→ **What to do**
Reproduce all the entries precisely.

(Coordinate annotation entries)
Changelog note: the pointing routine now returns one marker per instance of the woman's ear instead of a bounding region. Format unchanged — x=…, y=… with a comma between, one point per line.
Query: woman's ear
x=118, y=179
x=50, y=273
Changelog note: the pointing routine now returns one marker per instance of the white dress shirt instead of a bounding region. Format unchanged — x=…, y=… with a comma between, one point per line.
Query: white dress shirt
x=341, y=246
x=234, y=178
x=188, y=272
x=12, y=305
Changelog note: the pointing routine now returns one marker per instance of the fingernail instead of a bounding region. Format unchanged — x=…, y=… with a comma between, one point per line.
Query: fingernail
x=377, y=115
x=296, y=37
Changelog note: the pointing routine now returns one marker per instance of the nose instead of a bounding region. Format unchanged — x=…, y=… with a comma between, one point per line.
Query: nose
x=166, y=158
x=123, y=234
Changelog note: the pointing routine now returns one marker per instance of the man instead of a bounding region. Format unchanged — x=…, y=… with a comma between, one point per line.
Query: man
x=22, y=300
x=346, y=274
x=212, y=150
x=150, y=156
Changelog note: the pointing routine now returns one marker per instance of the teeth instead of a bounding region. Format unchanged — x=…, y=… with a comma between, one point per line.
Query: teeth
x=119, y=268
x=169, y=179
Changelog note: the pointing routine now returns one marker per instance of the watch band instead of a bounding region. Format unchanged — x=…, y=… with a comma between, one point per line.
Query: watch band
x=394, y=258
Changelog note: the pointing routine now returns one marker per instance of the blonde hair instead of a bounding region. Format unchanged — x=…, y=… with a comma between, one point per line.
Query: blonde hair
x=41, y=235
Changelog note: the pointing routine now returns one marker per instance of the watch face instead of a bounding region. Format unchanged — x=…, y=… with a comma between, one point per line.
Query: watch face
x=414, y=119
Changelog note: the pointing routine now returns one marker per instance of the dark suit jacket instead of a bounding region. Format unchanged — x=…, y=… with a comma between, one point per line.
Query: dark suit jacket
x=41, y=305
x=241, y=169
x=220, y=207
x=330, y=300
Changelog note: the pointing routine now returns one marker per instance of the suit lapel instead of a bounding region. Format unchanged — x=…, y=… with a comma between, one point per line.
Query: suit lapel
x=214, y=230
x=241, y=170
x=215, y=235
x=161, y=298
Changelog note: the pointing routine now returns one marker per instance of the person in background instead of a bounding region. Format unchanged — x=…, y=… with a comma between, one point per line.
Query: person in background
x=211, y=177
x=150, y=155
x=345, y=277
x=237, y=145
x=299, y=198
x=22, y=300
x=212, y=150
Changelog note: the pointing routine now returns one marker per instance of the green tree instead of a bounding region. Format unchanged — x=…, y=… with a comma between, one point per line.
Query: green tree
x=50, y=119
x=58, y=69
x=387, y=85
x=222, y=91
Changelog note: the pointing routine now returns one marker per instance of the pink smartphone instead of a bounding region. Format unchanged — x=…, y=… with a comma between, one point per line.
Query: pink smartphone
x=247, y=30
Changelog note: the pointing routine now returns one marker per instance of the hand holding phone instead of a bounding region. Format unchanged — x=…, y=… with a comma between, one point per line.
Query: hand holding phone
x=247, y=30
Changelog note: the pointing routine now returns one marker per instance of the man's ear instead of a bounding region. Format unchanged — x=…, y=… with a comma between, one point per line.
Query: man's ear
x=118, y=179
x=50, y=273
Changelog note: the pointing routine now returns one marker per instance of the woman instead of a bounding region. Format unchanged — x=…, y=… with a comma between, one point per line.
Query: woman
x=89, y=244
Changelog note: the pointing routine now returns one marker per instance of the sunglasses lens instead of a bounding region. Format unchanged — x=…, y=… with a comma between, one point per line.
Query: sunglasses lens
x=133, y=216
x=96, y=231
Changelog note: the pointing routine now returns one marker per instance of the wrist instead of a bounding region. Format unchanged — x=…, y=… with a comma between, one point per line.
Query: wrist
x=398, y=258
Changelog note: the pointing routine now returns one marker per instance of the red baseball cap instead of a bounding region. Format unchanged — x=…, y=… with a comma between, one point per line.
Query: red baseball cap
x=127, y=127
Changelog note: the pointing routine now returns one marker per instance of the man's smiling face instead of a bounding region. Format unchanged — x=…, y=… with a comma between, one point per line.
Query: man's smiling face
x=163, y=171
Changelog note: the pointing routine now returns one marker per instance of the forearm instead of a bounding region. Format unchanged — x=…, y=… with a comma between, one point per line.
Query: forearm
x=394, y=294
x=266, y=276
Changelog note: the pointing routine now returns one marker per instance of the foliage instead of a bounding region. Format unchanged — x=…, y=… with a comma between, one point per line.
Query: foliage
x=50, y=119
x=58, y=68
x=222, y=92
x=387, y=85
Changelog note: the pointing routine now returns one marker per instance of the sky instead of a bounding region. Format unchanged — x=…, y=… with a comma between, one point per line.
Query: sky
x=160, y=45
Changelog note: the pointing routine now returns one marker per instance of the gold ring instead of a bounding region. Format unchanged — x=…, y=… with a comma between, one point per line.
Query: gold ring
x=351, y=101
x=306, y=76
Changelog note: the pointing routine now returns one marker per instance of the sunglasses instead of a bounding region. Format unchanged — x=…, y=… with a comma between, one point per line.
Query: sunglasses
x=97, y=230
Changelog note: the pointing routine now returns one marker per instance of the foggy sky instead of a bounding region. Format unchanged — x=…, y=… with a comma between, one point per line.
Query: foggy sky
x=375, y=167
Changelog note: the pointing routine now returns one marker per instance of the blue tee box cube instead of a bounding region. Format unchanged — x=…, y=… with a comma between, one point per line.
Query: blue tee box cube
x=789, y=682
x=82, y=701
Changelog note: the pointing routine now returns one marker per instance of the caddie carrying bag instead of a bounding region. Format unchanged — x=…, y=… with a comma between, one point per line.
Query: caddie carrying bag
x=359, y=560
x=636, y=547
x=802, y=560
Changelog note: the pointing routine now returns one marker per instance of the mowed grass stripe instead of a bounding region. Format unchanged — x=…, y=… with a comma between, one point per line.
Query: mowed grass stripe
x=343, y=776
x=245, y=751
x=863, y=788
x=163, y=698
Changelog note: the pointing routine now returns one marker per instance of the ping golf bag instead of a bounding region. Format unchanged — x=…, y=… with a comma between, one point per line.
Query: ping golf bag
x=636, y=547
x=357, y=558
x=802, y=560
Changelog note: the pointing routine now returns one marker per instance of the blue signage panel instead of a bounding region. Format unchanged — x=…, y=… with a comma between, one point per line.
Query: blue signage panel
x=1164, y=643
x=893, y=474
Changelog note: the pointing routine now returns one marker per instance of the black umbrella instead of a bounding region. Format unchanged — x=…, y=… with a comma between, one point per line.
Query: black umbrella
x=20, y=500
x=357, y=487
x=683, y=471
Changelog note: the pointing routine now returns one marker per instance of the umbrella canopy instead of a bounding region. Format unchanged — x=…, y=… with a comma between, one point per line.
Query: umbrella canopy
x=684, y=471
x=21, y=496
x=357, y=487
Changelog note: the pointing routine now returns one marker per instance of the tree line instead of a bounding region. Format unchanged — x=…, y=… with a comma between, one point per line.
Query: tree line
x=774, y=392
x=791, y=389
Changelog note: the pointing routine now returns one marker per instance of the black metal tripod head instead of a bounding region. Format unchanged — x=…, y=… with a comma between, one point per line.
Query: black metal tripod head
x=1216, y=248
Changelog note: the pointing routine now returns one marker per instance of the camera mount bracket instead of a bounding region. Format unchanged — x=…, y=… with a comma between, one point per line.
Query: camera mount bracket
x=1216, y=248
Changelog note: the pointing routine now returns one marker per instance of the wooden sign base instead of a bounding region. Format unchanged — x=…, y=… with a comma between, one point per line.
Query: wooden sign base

→ **Task answer**
Changelog note: the pointing routine now returns one marker per instance of the woman's ear instead of a bounding region. Format unchanged — x=…, y=… with a comma between, one point per line.
Query: woman's ear
x=118, y=179
x=50, y=273
Changelog note: the pointing routine now returns one marker per instance of the white dress shirt instead of a bounding region. Format unchanged — x=…, y=… with a comma between, one point per line.
Query: white dress shirt
x=341, y=246
x=234, y=178
x=188, y=272
x=12, y=305
Changelog note: the pointing routine now returns one marker per instance of the fingernail instead of a bounding region. Format unchanged — x=…, y=… with a comma between, one point per line.
Query: fingernail
x=377, y=115
x=296, y=37
Changelog note: the pointing routine now returns one marker per instance of the nose instead of a bounding region. Format unchanged — x=…, y=… with a comma between, one point per line.
Query: nose
x=166, y=158
x=123, y=234
Changelog note: the pointing routine now returns one marker per instance of the man instead of a bounding region. Format unchanged — x=…, y=… with a comma between, one point per line.
Query: man
x=22, y=300
x=346, y=274
x=212, y=150
x=150, y=156
Changelog note: the pointing routine now returns one marker per instance of the teeth instead of a bounding region. Format unchanged — x=…, y=… with a comma between, one point per line.
Query: teeth
x=119, y=268
x=169, y=179
Changelog note: the pointing routine now returns one marker per instance of the watch band instead of a bounding region. Format unchanged — x=…, y=… with a comma between, one point per line.
Query: watch band
x=394, y=258
Changelog note: the pointing routine now returns one marker per instance of the blonde hair instead of a bounding region. Format unchanged — x=…, y=… with a comma between, one point per line.
Query: blonde hair
x=41, y=235
Changelog note: the pointing routine now returns one marker per instance of the watch face instead of a bounding region. Format unchanged — x=…, y=… with a comma between, one point per line.
Query: watch face
x=414, y=119
Changelog note: the pointing routine now returns one marker per instance of the dark suit jacket instead of a bounding region. Format unchanged — x=…, y=… with a comma between, one point per line.
Query: dark suit jacket
x=41, y=305
x=241, y=169
x=220, y=207
x=330, y=300
Changelog note: the pointing routine now returns one marker per instance of the suit lapel instead of a bounding region. Format unchanged — x=…, y=… with a comma between, one point per line.
Query: suit lapel
x=214, y=230
x=241, y=170
x=215, y=235
x=161, y=298
Changelog note: the pointing routine now returns one marker per instance of the person in background instead of a bounding region. Format unchanged — x=…, y=… with a comma between, one point per line.
Query: person in background
x=211, y=177
x=150, y=155
x=345, y=277
x=237, y=145
x=299, y=198
x=22, y=300
x=212, y=150
Changelog note: the pointing routine now returns one marker per instance of the green tree instead of a bounding region. Format unchanged — x=…, y=… with a comma between, one point per line.
Query: green tree
x=50, y=119
x=58, y=69
x=387, y=85
x=222, y=91
Changelog note: the pointing routine now returns one marker per instance of the pink smartphone instead of a bounding region. Format unchanged — x=…, y=… with a comma between, one point per line.
Query: pink smartphone
x=247, y=30
Changelog note: the pointing routine now returns one marker per instance of the hand holding phone instead of a bounding region. Format unchanged — x=…, y=… with a comma between, one point per line.
Query: hand holding phone
x=247, y=30
Changelog note: the pointing routine now returns one marker per instance of the man's ear instead of a bounding region. Format unchanged — x=…, y=… with a comma between, one point per line.
Query: man's ear
x=118, y=179
x=50, y=273
Changelog note: the pointing routine now returns one marker per instance of the woman instead of a bounding region. Format unchanged — x=…, y=… with a comma between, one point per line.
Query: woman
x=89, y=244
Changelog note: the pointing routine now returns one marker per instance of the sunglasses lens instead of a bounding region. Format unchanged — x=…, y=… with a comma between, one point per line.
Query: sunglasses lens
x=133, y=216
x=96, y=231
Changelog note: the pointing routine now returns one marker per instance of the wrist instead of a bounding region. Format unchanged — x=…, y=… with a comma between, one point per line.
Query: wrist
x=398, y=258
Changelog note: the pointing routine now returns one marker per instance of the red baseball cap instead of a bounding region. Format unchanged — x=…, y=… with a comma between, one point per line.
Query: red baseball cap
x=127, y=127
Changelog note: the pointing routine now returns one marker per instance of the man's smiling face instead of a bounding region. Format unchanged — x=…, y=… with a comma between, one point per line.
Query: man's smiling face
x=163, y=171
Changelog note: the pointing routine now returns one marker per instance of the forearm instead of a bounding region. Format unchanged — x=…, y=… with a comma between, one point per line.
Query: forearm
x=394, y=294
x=266, y=276
Changelog note: the pointing routine now returns one marker per instance of the foliage instead of a bounding region. Format unchanged — x=…, y=… with a comma between, one point per line.
Query: foliage
x=50, y=119
x=58, y=68
x=222, y=92
x=387, y=85
Changelog note: the pointing routine now returns one marker per instance of the sky instead of a bounding region. Format unchanged — x=…, y=… with a comma between, one point per line.
Query: sky
x=160, y=45
Changelog note: the pointing routine now returns one marker per instance of the gold ring instead of a bounding region. Format unchanged — x=…, y=… with a comma between, one point per line.
Query: gold ring
x=351, y=101
x=306, y=76
Changelog note: the pointing routine now returns one marker per instance of the sunglasses instead of a bounding region. Format unchanged — x=…, y=… with a comma between, one point per line.
Query: sunglasses
x=97, y=230
Changelog note: the pointing routine now returns one marker per instance of the foggy sky instead of a bounding region. Format unchanged — x=…, y=… with a comma between, one point per line.
Query: foggy sky
x=375, y=167
Changelog note: the pointing routine now returns one marker per instance of the blue tee box cube instead of a bounding region. Format unchanged — x=…, y=… with a comma between, one point per line.
Query: blue tee box cube
x=789, y=682
x=82, y=701
Changelog note: the pointing routine now returns one marker per instance of the caddie carrying bag instead of a bounding region. Format unchanged — x=…, y=… with a comma between, one point per line.
Query: caddie carrying bag
x=359, y=560
x=636, y=547
x=802, y=560
Changelog note: the pointing routine now returns one marker per instance of the mowed grass stripe instead of a bounding region. Format unchanged — x=…, y=… with a comma between, one point per line.
Query: mowed grass stripe
x=343, y=776
x=245, y=751
x=863, y=788
x=163, y=698
Changelog note: the pointing routine now returns one marker per instance of the ping golf bag instead of a bounding region. Format unchanged — x=…, y=… with a comma between, one point per line.
Query: ping golf bag
x=636, y=547
x=357, y=558
x=802, y=560
Changelog note: the pointing routine now returns one marker per instance of the blue signage panel instead of a bounding region. Format unchanged — x=…, y=… with a comma between, one point per line.
Query: blue signage panel
x=1164, y=643
x=893, y=474
Changelog note: the pointing routine now returns one marker per instance of the black umbrella instead of a bounding region. Format unchanged — x=…, y=… with a comma between, one point per line.
Query: black umbrella
x=20, y=500
x=357, y=487
x=683, y=471
Changelog note: the pointing routine now returns one marker per instance of the umbrella canopy instead of a bounding region. Format unchanged — x=…, y=… with a comma between, one point per line.
Query: umbrella canopy
x=684, y=471
x=21, y=496
x=357, y=487
Changelog note: the pointing routine now returns one marker per instance of the tree line instead of a bounding region. Format unchanged — x=…, y=… with a comma between, one point per line.
Query: tree line
x=774, y=392
x=791, y=389
Changelog note: the pointing routine now returns one marker per instance of the black metal tripod head instead of a bounding region. Format unchanged — x=…, y=… with a comma between, one point per line.
Query: black metal tripod head
x=1216, y=248
Changelog note: the pointing routine now returns one marker per instance of the camera mount bracket instead of a bounding region. Format unchanged — x=…, y=… with a comma between, one point per line.
Query: camera mount bracket
x=1216, y=248
Changelog note: the pointing routine now returns one marker per instance of the wooden sign base instead of a bounding region. Format unchanged — x=…, y=… with a comma between, one point per line.
Query: wooden sign base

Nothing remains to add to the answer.